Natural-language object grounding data
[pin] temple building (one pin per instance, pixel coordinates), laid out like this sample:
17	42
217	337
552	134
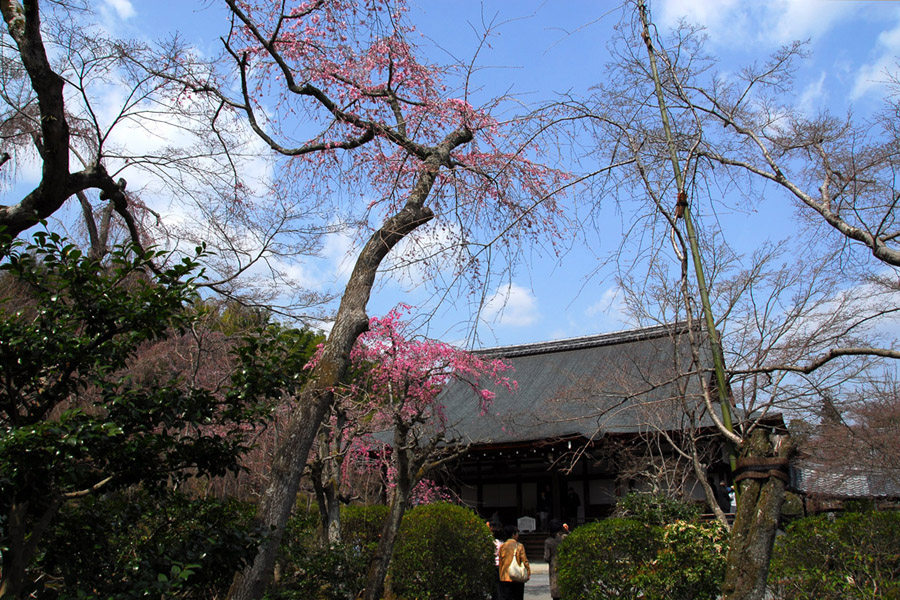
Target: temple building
591	419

§ **Description of the task**:
Every record above must be printed exactly, except for its images.

§ **Output of the task**:
[pin] temple building (one pin per instance, pixel coordinates), laid out like this sample:
17	42
217	337
552	134
Target: temple building
591	419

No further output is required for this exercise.